[WHAT IS EXPECTED]
The records below are to be transcribed exactly as they appear.

[DATA FOR REVIEW Boundary: Start]

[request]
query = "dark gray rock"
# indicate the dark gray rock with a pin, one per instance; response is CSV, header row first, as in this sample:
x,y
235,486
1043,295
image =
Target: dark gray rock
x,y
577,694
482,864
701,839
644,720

[DATA FOR REVIEW Boundary: End]

[WRITTEN RESPONSE]
[request]
query = "dark gray rock"
# indicate the dark gray rock with a pin, one per instance; response is CSV, header row first, as in this sample:
x,y
235,486
1043,295
image =
Target: dark gray rock
x,y
577,694
482,864
701,839
644,720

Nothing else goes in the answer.